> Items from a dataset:

start

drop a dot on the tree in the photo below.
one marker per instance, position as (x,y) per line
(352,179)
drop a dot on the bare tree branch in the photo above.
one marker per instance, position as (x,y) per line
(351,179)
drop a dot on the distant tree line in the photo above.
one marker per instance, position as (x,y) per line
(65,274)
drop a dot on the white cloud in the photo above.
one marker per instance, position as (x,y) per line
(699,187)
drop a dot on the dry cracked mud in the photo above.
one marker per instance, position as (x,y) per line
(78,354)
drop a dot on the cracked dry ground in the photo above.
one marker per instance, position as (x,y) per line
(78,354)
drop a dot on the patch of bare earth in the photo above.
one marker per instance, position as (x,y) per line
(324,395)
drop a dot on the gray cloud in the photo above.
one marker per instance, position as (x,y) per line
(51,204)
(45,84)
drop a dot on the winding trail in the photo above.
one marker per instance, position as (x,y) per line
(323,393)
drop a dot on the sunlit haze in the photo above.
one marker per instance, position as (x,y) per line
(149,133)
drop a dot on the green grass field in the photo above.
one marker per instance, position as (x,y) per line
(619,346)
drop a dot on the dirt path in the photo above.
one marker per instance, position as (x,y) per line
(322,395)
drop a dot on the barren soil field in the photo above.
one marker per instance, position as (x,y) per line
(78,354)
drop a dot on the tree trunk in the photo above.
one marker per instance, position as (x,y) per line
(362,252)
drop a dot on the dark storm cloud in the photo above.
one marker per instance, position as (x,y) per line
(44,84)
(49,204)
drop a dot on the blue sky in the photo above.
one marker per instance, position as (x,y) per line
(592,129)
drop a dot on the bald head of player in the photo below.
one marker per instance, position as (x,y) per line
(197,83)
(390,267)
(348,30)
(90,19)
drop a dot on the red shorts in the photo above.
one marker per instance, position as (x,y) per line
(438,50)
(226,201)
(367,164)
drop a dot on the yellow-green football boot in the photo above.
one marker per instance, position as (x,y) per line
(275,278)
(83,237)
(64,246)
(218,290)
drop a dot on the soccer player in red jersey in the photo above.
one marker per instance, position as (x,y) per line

end
start

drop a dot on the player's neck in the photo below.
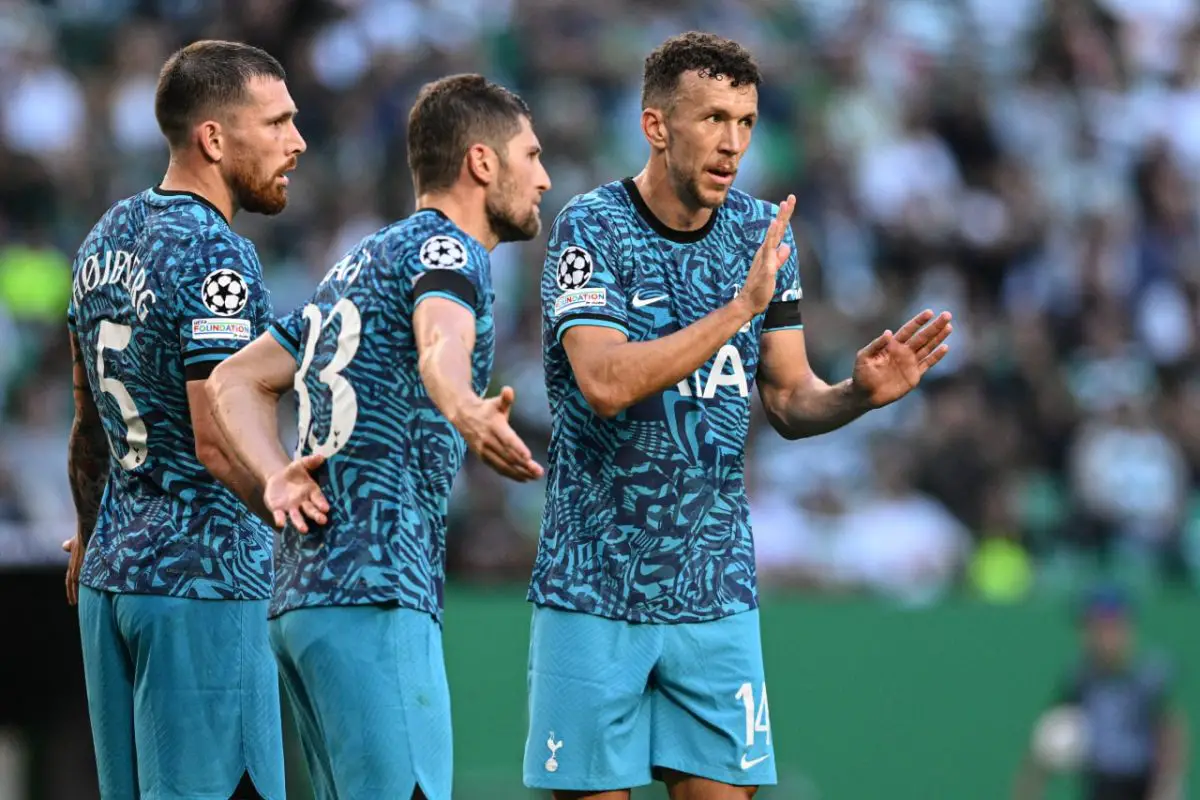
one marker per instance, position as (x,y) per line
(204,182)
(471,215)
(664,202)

end

> WHAT YOU WILL DO:
Please count how many lines of the records contain the string "player", and reply with the number alone.

> TASK OUTPUT:
3